- [Task data]

^^^^^^^^

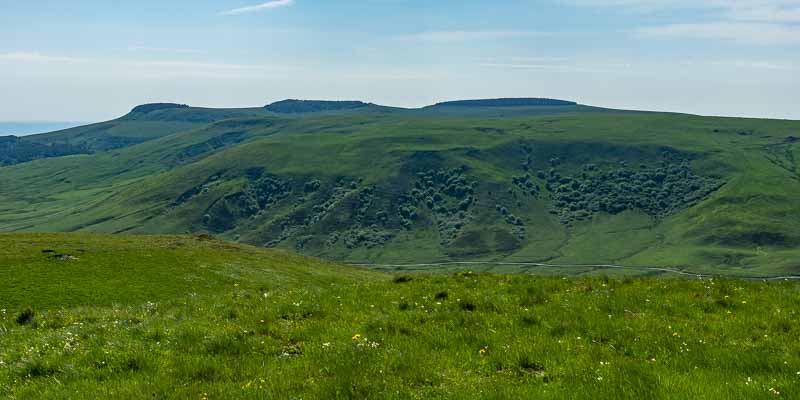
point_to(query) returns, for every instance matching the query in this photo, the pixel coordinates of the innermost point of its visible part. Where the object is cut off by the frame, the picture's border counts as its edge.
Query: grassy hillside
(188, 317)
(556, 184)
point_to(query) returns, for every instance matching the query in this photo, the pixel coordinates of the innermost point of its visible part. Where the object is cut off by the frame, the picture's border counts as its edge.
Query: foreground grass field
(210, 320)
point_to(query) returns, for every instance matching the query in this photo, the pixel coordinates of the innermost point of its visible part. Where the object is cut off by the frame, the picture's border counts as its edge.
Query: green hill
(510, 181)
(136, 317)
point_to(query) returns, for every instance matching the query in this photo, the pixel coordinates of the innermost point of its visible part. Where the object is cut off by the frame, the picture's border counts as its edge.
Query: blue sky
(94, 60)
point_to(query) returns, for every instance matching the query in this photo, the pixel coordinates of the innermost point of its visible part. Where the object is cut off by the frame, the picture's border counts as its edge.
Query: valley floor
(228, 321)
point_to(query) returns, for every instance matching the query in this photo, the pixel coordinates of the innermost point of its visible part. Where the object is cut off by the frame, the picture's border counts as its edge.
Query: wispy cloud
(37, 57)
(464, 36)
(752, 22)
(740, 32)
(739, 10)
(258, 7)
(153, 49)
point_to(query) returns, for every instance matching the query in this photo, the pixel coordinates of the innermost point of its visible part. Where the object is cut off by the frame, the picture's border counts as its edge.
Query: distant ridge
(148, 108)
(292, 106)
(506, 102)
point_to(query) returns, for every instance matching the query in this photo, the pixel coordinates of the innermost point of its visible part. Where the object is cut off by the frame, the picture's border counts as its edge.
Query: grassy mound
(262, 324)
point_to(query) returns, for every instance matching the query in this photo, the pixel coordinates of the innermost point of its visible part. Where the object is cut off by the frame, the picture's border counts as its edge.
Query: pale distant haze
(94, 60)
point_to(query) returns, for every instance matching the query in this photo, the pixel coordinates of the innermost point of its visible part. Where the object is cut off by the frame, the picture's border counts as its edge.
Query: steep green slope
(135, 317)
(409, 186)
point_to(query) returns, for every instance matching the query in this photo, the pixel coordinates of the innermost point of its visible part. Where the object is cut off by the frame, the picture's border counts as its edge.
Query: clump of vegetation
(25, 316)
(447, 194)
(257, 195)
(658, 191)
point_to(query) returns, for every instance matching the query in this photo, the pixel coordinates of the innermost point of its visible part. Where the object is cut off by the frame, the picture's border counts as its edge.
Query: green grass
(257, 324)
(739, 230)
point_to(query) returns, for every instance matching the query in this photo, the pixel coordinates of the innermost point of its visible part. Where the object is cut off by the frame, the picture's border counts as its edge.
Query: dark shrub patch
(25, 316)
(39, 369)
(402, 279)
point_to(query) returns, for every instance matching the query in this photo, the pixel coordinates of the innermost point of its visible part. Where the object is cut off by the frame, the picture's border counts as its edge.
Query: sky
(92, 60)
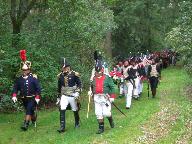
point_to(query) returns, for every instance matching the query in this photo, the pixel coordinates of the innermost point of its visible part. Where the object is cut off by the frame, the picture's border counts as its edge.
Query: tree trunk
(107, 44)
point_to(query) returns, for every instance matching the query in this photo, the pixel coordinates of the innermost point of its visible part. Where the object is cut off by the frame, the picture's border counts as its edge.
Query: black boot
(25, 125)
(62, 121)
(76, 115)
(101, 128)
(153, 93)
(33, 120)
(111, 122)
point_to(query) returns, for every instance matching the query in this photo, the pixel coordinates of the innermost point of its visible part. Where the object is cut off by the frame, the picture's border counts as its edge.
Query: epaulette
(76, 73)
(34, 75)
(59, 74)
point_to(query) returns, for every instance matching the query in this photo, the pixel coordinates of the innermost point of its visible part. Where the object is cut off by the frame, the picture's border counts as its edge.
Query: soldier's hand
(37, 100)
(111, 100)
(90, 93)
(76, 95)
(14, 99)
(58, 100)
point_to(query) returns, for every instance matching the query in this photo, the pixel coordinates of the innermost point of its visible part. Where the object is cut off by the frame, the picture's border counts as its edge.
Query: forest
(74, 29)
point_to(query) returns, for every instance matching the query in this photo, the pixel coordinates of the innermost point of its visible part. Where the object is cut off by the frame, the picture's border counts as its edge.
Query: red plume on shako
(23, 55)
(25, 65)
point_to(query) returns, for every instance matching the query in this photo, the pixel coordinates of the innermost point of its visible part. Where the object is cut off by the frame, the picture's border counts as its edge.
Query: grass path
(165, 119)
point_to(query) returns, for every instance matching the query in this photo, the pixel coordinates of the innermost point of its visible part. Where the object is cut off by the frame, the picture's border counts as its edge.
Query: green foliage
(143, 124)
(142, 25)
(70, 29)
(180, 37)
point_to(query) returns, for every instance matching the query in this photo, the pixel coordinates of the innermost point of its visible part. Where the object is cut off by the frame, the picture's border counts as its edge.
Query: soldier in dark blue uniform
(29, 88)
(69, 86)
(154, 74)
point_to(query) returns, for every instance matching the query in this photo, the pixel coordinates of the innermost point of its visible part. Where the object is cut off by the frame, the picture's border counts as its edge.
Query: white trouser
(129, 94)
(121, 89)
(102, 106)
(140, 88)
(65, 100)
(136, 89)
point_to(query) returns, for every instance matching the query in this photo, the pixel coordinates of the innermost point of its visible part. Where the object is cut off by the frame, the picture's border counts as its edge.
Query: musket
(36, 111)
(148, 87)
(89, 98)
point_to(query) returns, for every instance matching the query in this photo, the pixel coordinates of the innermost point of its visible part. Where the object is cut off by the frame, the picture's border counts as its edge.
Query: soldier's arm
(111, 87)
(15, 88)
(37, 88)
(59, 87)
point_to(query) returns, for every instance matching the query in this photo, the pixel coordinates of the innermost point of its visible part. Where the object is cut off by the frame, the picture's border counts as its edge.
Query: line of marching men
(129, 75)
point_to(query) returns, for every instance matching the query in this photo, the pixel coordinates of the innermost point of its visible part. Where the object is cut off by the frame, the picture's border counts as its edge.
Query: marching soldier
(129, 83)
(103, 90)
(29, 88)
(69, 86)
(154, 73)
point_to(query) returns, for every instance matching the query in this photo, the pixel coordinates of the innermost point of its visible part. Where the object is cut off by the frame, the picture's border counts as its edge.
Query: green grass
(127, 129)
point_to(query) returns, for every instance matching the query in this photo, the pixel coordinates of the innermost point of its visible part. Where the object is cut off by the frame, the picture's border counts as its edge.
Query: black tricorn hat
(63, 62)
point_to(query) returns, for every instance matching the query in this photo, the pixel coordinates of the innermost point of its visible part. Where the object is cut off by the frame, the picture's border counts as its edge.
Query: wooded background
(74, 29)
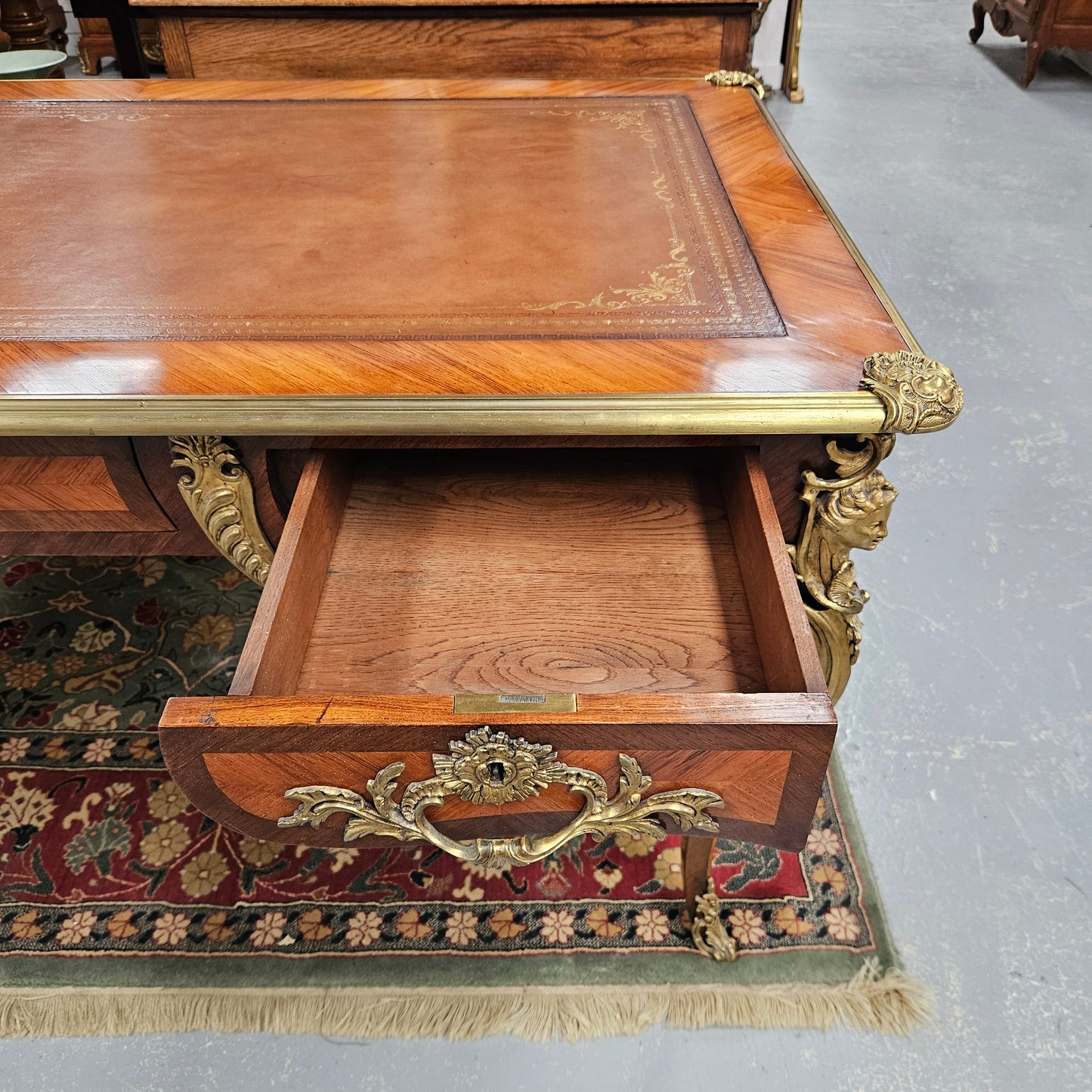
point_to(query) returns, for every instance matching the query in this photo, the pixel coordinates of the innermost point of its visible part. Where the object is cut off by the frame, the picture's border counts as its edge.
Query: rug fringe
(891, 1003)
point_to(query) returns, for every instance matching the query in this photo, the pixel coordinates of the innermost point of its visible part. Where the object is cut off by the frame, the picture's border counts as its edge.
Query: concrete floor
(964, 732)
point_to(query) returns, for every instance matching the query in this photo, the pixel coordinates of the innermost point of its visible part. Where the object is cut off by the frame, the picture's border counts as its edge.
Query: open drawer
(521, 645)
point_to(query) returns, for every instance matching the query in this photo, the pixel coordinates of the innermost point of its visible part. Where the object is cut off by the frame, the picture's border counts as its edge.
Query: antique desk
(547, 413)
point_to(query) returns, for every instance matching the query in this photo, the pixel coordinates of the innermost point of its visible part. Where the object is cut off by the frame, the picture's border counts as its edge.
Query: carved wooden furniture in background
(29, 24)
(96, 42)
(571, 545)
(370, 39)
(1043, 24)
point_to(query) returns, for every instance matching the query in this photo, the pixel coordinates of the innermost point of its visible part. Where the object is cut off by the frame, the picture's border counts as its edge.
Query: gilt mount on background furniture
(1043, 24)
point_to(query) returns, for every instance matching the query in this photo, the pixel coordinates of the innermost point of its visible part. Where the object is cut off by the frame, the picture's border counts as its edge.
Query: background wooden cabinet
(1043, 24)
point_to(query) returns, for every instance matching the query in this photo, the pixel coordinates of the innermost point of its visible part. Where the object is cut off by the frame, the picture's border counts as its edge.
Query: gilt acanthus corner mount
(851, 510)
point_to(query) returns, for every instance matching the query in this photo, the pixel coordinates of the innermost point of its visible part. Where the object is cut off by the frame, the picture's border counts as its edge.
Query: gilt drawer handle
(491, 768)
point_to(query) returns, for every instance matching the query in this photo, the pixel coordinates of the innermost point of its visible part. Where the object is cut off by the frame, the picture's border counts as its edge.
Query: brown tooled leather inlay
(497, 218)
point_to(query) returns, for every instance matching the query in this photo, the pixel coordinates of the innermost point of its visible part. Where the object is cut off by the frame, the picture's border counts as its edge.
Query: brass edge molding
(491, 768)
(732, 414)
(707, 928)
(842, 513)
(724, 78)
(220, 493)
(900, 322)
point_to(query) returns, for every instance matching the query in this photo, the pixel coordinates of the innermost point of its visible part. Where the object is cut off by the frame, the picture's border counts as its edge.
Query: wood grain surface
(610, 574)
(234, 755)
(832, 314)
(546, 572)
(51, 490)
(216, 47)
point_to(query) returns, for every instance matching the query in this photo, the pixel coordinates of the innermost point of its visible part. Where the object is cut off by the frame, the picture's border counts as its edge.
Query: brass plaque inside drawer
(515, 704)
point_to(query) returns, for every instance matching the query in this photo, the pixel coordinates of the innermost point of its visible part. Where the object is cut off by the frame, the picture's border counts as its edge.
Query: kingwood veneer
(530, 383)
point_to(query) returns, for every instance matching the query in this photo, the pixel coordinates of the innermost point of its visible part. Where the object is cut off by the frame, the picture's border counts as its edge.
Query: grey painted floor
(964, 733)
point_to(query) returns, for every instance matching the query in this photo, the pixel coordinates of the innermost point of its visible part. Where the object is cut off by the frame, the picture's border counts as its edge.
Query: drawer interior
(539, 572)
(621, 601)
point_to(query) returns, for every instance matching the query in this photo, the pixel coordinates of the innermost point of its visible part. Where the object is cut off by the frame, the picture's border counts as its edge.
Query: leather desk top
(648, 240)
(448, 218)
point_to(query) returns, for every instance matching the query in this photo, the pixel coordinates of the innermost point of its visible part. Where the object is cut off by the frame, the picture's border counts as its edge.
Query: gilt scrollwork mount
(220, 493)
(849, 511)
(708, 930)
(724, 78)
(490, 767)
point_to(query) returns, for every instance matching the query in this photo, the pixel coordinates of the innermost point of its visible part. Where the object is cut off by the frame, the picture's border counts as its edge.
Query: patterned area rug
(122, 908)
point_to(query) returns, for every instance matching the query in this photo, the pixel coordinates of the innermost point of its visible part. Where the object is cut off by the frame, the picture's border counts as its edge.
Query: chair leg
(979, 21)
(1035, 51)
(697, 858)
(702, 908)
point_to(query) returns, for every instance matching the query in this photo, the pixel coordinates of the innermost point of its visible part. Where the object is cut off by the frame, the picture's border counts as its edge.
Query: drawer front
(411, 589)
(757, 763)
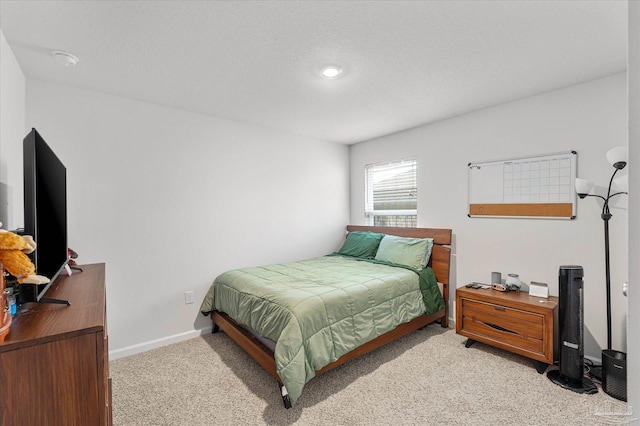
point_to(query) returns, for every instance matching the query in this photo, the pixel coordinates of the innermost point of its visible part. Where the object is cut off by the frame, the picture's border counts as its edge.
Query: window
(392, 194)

^^^^^^^^

- [Given exercise] Pull out every line of the rows above that contains the word "background", and copy each one in full.

- [Reply]
Query: wooded background
Query: carved wooden furniture in background
Query: gilt mount on background furniture
Query: background wooden cabinet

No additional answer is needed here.